Try it
Only one stretch of the data below is wanted: the lines starting at the one with "Target: background hillside trees" and ending at the one with "Target: large tree", both included, given again exactly.

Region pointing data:
■ ■ ■ ■ ■ ■ ■
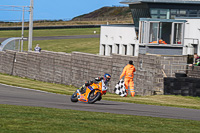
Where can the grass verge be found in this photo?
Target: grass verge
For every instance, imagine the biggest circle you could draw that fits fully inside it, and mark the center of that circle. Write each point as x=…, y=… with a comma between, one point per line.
x=161, y=100
x=87, y=45
x=50, y=32
x=37, y=119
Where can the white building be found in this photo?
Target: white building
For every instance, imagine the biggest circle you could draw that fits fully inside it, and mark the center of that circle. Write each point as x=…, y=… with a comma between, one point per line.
x=160, y=27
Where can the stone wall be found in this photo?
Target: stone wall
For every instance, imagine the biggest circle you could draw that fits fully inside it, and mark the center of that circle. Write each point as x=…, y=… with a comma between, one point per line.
x=194, y=72
x=76, y=68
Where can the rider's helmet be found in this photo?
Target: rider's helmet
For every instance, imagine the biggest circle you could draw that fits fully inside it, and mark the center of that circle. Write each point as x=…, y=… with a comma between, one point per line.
x=106, y=78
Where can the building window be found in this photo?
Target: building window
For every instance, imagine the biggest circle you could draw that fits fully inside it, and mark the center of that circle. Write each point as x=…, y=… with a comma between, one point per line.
x=193, y=13
x=117, y=48
x=160, y=13
x=133, y=49
x=104, y=49
x=178, y=33
x=110, y=48
x=153, y=38
x=124, y=50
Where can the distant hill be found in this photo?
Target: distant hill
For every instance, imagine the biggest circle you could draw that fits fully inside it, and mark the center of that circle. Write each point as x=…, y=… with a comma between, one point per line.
x=111, y=13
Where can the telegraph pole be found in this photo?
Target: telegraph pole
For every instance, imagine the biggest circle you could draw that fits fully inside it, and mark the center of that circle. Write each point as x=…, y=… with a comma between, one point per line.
x=22, y=41
x=30, y=27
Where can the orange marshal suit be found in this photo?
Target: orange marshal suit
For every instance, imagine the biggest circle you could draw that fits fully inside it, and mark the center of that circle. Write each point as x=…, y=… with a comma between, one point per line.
x=128, y=80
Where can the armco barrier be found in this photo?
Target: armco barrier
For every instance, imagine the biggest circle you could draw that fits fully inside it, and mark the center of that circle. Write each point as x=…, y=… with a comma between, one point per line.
x=185, y=86
x=51, y=27
x=76, y=68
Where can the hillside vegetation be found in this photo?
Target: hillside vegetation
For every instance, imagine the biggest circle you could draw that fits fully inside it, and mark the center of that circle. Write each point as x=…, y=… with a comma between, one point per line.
x=113, y=15
x=110, y=13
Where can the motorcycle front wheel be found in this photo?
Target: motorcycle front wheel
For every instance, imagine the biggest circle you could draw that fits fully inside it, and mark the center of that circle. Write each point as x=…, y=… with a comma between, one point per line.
x=93, y=97
x=74, y=97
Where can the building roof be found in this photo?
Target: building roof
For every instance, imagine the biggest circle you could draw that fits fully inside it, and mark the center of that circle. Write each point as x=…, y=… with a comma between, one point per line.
x=161, y=1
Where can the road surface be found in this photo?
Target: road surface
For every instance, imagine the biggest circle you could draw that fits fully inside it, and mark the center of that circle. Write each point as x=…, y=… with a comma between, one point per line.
x=27, y=97
x=60, y=37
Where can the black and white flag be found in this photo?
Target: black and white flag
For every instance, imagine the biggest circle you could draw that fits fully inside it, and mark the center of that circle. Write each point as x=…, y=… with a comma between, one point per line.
x=120, y=88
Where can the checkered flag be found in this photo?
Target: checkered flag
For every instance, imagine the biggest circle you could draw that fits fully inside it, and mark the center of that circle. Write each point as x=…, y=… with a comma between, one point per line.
x=120, y=88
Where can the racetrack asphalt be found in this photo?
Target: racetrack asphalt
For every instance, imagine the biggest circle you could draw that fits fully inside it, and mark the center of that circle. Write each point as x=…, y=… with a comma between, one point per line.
x=60, y=37
x=28, y=97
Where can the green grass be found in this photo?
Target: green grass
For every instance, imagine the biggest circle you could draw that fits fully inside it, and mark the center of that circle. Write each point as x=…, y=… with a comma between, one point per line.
x=87, y=45
x=21, y=119
x=50, y=32
x=162, y=100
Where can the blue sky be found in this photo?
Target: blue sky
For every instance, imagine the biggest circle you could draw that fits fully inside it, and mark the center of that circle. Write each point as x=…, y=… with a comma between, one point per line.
x=54, y=9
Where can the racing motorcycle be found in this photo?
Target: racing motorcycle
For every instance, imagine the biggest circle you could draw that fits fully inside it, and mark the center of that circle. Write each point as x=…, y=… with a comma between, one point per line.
x=91, y=94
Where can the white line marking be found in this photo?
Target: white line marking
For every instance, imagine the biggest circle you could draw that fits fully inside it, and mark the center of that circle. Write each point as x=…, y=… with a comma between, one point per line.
x=30, y=89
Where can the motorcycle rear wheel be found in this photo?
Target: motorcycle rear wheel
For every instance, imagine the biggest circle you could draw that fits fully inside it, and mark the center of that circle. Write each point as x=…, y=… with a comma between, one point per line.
x=74, y=97
x=93, y=97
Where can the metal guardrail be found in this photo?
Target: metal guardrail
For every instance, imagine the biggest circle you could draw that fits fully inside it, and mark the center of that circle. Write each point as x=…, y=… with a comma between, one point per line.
x=180, y=70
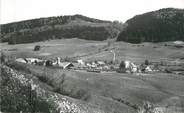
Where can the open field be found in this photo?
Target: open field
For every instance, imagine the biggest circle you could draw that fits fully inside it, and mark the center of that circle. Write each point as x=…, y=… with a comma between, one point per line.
x=112, y=92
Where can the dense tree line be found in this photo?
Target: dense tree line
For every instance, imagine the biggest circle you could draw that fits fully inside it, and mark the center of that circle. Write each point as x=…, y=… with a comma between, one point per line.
x=158, y=26
x=60, y=27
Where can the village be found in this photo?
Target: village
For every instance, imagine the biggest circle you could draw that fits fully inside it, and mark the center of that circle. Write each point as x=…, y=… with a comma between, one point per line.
x=97, y=66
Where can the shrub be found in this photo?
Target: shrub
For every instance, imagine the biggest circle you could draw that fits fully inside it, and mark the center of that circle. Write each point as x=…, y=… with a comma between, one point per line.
x=146, y=62
x=37, y=48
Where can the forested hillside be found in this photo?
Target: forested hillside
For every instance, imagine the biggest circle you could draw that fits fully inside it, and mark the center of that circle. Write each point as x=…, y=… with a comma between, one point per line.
x=157, y=26
x=76, y=26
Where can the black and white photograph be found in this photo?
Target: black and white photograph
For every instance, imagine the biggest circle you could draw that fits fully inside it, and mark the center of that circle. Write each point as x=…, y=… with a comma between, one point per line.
x=91, y=56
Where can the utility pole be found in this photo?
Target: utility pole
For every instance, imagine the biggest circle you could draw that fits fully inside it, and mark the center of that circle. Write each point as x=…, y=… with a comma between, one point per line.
x=114, y=56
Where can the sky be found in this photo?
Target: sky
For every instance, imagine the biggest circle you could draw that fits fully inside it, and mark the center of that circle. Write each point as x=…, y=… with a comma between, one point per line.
x=121, y=10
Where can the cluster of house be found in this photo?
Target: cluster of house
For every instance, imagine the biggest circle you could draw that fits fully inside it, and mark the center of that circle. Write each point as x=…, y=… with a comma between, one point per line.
x=130, y=67
x=96, y=66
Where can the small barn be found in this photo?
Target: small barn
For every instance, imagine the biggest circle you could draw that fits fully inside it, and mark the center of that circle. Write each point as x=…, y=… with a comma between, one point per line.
x=66, y=65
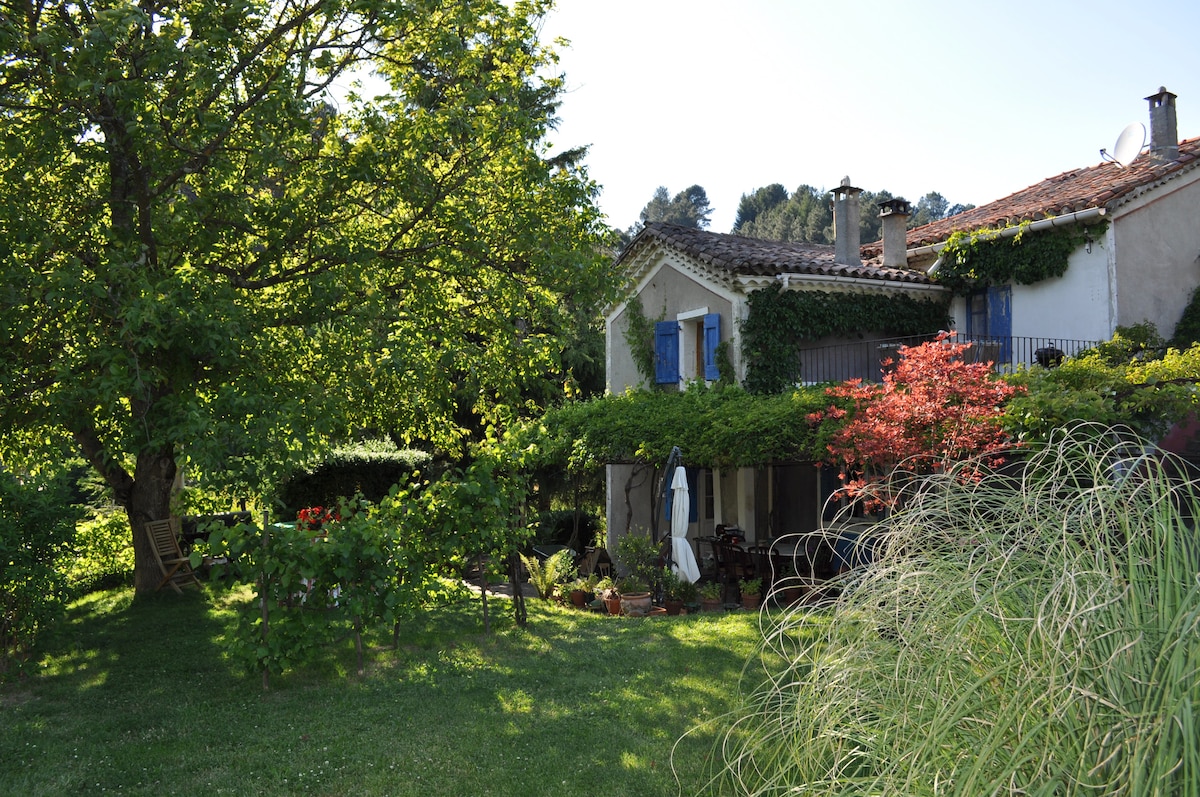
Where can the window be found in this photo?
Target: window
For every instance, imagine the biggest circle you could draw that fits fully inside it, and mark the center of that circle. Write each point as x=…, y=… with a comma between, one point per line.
x=685, y=348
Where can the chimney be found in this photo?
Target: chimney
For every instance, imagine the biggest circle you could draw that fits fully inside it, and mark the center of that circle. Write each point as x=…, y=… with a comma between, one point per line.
x=894, y=215
x=1164, y=136
x=845, y=223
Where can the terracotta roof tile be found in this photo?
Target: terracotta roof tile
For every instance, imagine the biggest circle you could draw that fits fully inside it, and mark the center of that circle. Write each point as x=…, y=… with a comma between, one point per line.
x=739, y=256
x=1102, y=185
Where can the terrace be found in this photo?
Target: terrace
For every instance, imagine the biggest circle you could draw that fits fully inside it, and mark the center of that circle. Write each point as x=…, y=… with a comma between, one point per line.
x=865, y=359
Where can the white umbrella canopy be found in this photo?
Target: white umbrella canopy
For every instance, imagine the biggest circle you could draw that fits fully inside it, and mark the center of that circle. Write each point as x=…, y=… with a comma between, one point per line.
x=683, y=561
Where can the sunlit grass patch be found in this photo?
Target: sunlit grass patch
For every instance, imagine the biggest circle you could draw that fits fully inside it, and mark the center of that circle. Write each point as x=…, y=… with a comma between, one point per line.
x=1039, y=636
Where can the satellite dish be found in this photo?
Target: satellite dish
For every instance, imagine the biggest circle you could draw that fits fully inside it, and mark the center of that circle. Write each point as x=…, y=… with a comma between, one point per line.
x=1128, y=147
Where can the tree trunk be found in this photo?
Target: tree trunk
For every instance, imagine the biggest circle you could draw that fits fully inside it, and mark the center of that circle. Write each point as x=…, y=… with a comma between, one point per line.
x=154, y=479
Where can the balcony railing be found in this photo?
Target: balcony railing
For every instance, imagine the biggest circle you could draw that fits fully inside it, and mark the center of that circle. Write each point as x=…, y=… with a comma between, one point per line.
x=865, y=359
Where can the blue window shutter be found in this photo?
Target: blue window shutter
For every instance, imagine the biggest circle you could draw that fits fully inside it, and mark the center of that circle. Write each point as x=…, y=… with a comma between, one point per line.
x=666, y=352
x=712, y=340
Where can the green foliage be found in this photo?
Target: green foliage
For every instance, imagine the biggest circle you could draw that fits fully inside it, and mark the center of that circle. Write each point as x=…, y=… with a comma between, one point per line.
x=102, y=553
x=676, y=587
x=779, y=322
x=202, y=255
x=36, y=531
x=1037, y=633
x=347, y=472
x=546, y=576
x=717, y=426
x=1105, y=387
x=750, y=586
x=641, y=556
x=1187, y=330
x=639, y=336
x=516, y=712
x=1129, y=343
x=689, y=208
x=983, y=257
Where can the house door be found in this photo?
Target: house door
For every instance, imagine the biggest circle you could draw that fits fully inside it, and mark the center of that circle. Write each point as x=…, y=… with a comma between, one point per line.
x=990, y=317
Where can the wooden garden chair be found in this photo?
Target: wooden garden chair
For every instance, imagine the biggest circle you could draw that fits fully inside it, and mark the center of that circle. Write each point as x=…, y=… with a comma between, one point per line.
x=175, y=568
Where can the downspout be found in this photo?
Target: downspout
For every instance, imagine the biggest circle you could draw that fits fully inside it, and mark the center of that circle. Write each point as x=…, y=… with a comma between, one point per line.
x=1079, y=216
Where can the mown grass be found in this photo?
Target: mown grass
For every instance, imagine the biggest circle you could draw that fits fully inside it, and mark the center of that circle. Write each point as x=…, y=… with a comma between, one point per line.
x=138, y=697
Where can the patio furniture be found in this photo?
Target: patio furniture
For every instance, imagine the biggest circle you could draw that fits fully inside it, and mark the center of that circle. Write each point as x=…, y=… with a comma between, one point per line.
x=175, y=568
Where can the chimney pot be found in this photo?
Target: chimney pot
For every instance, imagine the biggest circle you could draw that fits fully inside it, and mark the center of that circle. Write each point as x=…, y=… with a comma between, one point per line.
x=895, y=214
x=845, y=223
x=1164, y=136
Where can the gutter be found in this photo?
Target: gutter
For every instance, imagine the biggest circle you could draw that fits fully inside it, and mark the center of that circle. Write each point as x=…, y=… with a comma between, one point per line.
x=1079, y=216
x=833, y=280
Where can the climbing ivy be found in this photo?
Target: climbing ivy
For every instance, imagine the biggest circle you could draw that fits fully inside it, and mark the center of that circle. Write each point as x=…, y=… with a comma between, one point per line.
x=779, y=322
x=715, y=425
x=981, y=258
x=640, y=337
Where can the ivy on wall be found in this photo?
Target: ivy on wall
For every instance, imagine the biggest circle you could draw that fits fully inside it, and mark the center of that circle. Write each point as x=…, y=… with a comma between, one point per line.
x=640, y=337
x=779, y=322
x=984, y=257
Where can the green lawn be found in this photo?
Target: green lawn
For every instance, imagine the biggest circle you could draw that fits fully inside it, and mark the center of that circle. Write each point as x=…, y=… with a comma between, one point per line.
x=138, y=697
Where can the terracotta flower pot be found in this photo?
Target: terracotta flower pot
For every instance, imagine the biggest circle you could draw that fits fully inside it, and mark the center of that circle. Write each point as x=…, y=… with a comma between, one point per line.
x=636, y=604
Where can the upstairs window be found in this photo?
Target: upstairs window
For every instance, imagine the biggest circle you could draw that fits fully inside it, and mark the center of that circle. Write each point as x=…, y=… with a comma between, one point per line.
x=685, y=348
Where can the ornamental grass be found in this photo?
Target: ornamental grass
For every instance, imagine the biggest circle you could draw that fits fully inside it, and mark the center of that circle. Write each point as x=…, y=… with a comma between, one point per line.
x=1033, y=633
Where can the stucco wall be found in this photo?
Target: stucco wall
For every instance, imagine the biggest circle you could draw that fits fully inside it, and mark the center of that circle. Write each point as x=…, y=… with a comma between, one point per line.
x=665, y=293
x=1074, y=306
x=1158, y=255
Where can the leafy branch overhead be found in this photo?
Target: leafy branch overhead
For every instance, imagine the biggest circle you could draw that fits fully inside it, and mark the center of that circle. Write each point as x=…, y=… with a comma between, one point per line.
x=209, y=250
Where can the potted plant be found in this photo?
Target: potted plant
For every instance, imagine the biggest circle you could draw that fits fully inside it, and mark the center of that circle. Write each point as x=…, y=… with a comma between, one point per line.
x=582, y=591
x=677, y=592
x=751, y=592
x=606, y=588
x=711, y=595
x=635, y=597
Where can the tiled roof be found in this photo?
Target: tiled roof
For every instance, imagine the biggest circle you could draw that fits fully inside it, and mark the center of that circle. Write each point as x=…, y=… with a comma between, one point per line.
x=739, y=256
x=1104, y=185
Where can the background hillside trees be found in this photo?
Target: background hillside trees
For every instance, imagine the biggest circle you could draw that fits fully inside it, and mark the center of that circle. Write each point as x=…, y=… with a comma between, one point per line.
x=807, y=214
x=208, y=256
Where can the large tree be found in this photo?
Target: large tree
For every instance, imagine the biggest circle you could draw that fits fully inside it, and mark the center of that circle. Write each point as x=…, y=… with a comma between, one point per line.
x=210, y=255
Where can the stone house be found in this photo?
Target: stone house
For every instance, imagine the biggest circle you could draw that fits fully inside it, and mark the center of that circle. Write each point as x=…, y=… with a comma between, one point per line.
x=1137, y=258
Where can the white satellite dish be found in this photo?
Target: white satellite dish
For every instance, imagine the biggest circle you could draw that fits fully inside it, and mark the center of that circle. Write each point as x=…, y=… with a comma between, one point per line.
x=1129, y=144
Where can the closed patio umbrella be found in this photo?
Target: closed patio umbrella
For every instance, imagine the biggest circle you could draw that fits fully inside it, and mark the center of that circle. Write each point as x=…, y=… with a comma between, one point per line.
x=683, y=561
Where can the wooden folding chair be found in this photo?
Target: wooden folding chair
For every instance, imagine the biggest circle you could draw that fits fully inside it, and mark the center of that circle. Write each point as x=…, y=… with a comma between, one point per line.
x=177, y=570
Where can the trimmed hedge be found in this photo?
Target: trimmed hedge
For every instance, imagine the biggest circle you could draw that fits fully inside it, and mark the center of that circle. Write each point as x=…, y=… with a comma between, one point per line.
x=348, y=472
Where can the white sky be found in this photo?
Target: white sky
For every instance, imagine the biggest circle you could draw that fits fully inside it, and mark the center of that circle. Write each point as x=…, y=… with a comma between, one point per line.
x=971, y=100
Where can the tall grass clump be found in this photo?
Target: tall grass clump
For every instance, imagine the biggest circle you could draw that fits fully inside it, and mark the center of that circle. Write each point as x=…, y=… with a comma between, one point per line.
x=1029, y=633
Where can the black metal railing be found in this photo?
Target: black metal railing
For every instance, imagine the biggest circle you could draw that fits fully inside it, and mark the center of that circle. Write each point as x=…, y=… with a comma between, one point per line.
x=867, y=359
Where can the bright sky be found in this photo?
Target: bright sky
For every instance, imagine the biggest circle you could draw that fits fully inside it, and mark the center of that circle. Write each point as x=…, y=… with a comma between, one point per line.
x=971, y=100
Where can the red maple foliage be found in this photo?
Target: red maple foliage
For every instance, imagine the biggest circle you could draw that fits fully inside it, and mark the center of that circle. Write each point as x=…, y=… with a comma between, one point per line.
x=934, y=408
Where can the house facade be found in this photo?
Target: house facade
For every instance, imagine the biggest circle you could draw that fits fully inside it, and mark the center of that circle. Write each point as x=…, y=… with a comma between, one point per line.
x=1135, y=258
x=682, y=321
x=1140, y=264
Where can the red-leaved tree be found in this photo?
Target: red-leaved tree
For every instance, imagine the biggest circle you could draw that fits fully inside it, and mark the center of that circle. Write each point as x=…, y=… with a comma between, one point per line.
x=933, y=408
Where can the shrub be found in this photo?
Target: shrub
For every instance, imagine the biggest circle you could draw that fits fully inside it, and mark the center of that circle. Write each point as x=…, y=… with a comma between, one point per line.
x=36, y=529
x=102, y=553
x=346, y=473
x=1037, y=633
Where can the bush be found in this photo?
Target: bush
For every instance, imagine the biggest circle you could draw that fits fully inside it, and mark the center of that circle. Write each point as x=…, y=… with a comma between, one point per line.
x=36, y=529
x=1035, y=633
x=102, y=555
x=557, y=527
x=346, y=473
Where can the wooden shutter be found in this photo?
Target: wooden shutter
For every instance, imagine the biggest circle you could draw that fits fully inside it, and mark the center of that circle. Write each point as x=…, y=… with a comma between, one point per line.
x=666, y=352
x=712, y=340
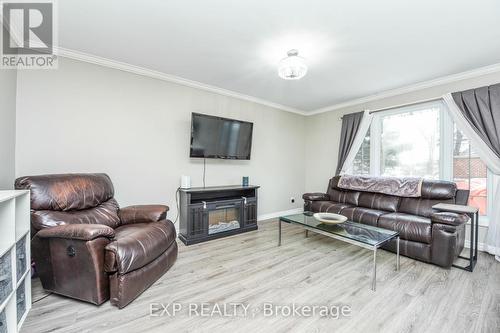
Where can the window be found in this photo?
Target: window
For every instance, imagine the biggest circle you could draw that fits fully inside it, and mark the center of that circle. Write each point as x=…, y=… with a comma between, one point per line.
x=410, y=144
x=422, y=141
x=469, y=172
x=361, y=164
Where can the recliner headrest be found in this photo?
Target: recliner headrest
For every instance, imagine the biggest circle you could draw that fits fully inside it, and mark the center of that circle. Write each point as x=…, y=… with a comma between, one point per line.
x=65, y=192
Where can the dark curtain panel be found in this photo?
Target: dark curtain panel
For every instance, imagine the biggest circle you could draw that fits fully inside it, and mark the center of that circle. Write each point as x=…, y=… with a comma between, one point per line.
x=481, y=107
x=350, y=127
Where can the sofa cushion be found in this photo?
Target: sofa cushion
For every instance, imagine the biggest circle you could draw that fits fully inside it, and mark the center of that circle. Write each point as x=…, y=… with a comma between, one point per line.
x=410, y=227
x=328, y=206
x=420, y=206
x=379, y=201
x=65, y=192
x=363, y=215
x=136, y=245
x=438, y=189
x=106, y=213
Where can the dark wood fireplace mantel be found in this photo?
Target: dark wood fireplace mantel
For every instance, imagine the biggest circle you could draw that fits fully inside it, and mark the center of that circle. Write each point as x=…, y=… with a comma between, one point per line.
x=218, y=211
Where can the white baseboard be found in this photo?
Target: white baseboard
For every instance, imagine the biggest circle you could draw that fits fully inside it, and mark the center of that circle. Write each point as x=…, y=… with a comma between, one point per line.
x=278, y=214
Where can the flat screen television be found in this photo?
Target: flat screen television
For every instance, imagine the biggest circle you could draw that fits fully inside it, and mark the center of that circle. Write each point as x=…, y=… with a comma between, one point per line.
x=217, y=137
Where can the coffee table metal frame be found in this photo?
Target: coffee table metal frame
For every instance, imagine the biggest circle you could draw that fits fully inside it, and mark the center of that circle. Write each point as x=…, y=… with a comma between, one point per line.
x=373, y=248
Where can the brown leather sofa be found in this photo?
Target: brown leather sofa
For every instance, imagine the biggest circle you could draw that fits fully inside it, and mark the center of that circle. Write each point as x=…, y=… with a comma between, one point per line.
x=86, y=247
x=425, y=234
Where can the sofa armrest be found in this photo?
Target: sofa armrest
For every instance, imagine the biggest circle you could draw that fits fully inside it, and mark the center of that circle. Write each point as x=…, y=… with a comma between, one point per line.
x=84, y=232
x=142, y=213
x=449, y=218
x=316, y=197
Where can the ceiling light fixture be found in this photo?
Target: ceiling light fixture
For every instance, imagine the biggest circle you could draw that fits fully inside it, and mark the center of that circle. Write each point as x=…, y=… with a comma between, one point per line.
x=292, y=67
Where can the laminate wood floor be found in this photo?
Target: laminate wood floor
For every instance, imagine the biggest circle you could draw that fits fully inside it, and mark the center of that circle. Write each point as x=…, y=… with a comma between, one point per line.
x=250, y=268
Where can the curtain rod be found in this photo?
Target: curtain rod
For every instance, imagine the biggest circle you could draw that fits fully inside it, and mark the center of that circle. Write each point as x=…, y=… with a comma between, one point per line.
x=406, y=104
x=403, y=105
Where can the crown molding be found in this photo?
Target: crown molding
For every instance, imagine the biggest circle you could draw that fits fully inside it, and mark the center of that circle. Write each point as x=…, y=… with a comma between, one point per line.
x=411, y=88
x=89, y=58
■ ■ ■ ■ ■ ■ ■
Written response
Target: background hillside trees
For every instance, imagine the biggest circle you could draw that fits fully inside it, and mark the center of that circle. Write each point as x=…, y=… with a comma between, one point per line.
x=807, y=214
x=208, y=256
Where can the large tree be found in this photo?
Target: large tree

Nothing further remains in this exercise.